Line by line, please look for the word "coastline" in the following records, then copy each line you find it in.

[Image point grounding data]
Content starts

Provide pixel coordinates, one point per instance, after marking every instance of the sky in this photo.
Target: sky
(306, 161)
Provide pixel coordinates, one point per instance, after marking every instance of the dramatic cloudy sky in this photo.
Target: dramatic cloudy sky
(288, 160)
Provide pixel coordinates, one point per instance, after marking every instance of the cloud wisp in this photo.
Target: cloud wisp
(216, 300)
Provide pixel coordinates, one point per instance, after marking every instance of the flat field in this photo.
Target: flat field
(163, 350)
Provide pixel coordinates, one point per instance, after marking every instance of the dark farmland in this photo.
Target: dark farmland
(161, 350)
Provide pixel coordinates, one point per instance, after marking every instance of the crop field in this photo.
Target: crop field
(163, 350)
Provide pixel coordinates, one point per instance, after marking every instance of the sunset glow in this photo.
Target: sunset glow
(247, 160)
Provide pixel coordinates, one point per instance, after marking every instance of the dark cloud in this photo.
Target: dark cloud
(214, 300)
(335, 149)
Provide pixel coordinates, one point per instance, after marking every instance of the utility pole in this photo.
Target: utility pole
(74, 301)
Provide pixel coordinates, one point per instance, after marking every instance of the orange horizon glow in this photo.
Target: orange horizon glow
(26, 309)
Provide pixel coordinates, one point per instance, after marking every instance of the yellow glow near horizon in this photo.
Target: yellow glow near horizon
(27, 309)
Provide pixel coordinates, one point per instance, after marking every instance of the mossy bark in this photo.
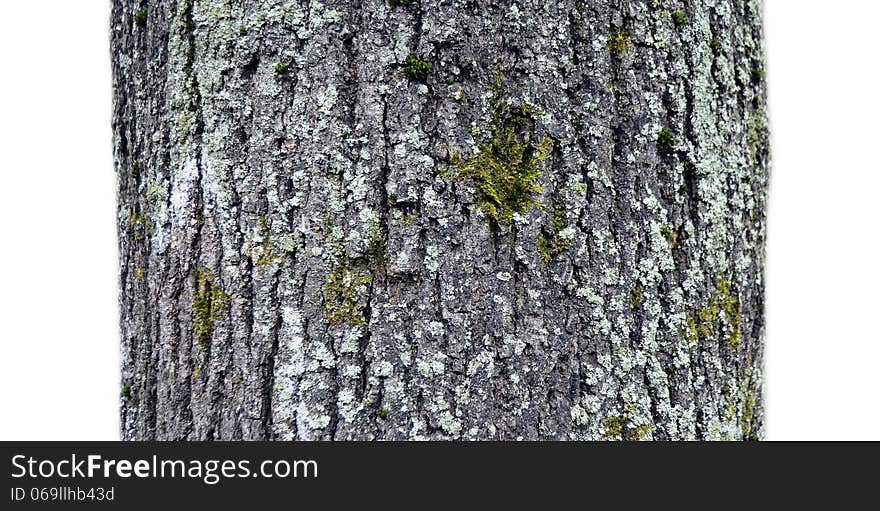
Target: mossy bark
(359, 290)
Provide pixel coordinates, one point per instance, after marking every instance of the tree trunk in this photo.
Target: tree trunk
(394, 219)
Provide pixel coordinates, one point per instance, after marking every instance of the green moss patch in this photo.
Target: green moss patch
(505, 167)
(208, 304)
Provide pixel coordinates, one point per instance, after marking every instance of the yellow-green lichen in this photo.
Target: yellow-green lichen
(346, 293)
(555, 242)
(618, 42)
(208, 303)
(669, 233)
(415, 68)
(623, 427)
(722, 307)
(666, 140)
(140, 226)
(505, 166)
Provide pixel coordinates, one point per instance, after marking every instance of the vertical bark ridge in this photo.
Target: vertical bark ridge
(288, 150)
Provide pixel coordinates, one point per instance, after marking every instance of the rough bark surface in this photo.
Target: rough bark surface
(319, 237)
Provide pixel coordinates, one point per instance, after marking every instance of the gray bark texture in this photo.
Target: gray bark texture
(440, 219)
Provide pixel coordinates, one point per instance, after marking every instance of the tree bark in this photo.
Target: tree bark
(440, 219)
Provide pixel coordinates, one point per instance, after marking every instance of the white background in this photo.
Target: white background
(58, 259)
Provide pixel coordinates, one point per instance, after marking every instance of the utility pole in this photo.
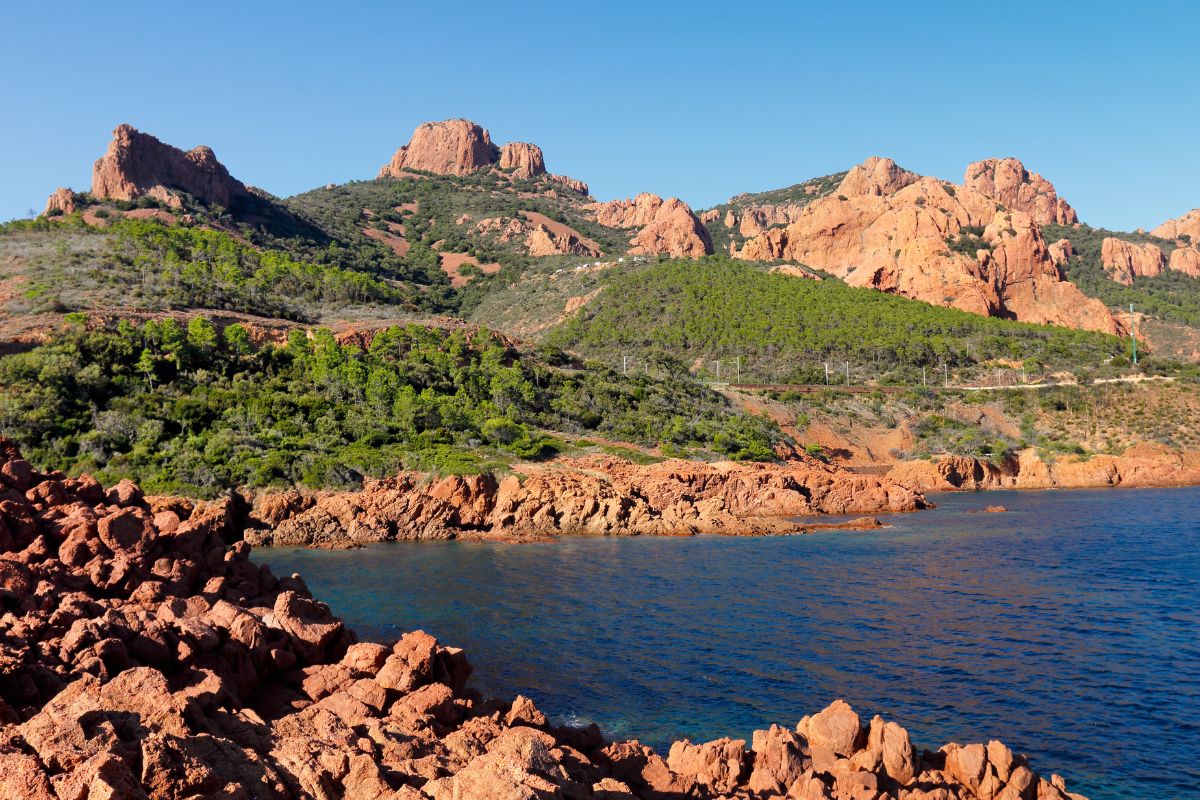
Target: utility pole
(1133, 335)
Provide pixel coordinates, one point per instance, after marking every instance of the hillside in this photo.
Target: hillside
(784, 328)
(1165, 294)
(750, 214)
(202, 409)
(179, 326)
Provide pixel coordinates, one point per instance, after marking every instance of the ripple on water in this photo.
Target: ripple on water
(1067, 627)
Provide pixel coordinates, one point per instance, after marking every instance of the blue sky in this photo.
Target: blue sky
(696, 100)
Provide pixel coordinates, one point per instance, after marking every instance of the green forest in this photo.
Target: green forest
(198, 410)
(784, 326)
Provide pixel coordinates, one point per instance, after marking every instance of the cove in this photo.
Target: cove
(1067, 627)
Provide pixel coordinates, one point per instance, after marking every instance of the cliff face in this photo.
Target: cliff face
(447, 148)
(1008, 182)
(589, 495)
(523, 158)
(1186, 226)
(144, 656)
(1125, 260)
(892, 230)
(1141, 465)
(666, 227)
(138, 164)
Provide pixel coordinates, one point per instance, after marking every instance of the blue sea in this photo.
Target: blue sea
(1067, 627)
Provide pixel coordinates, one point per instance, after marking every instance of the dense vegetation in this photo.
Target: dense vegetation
(784, 328)
(148, 265)
(196, 410)
(1171, 295)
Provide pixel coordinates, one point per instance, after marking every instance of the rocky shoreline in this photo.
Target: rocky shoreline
(1144, 465)
(142, 655)
(592, 495)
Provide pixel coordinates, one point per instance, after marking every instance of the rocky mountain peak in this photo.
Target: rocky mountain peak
(523, 158)
(877, 176)
(1008, 182)
(447, 148)
(138, 164)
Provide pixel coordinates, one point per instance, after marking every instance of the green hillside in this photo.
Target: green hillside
(784, 328)
(1169, 296)
(199, 410)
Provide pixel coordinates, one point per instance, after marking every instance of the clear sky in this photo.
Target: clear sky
(695, 100)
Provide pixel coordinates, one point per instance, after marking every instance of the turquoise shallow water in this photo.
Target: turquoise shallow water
(1068, 627)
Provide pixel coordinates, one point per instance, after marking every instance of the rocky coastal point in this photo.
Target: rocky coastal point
(144, 656)
(593, 495)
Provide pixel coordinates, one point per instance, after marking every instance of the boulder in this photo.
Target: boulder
(138, 164)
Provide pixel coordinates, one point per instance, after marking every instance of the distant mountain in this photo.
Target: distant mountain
(454, 217)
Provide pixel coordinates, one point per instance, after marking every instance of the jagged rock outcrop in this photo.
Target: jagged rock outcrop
(544, 241)
(1186, 260)
(143, 656)
(664, 227)
(756, 218)
(523, 158)
(447, 148)
(1186, 226)
(1140, 465)
(888, 229)
(876, 176)
(61, 200)
(461, 146)
(579, 495)
(1061, 252)
(1007, 181)
(573, 184)
(138, 164)
(1125, 260)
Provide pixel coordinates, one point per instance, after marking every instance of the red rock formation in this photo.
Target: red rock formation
(525, 160)
(573, 184)
(1141, 465)
(1186, 226)
(1007, 181)
(877, 176)
(665, 227)
(756, 218)
(138, 164)
(887, 229)
(1061, 252)
(1125, 260)
(1186, 260)
(143, 657)
(544, 241)
(61, 200)
(447, 148)
(583, 495)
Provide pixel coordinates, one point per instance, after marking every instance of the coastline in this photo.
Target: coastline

Content ends

TASK RESULT -
Provide pixel coordinates, one point per instance, after marking every instance of the coastline in this photo.
Target: coastline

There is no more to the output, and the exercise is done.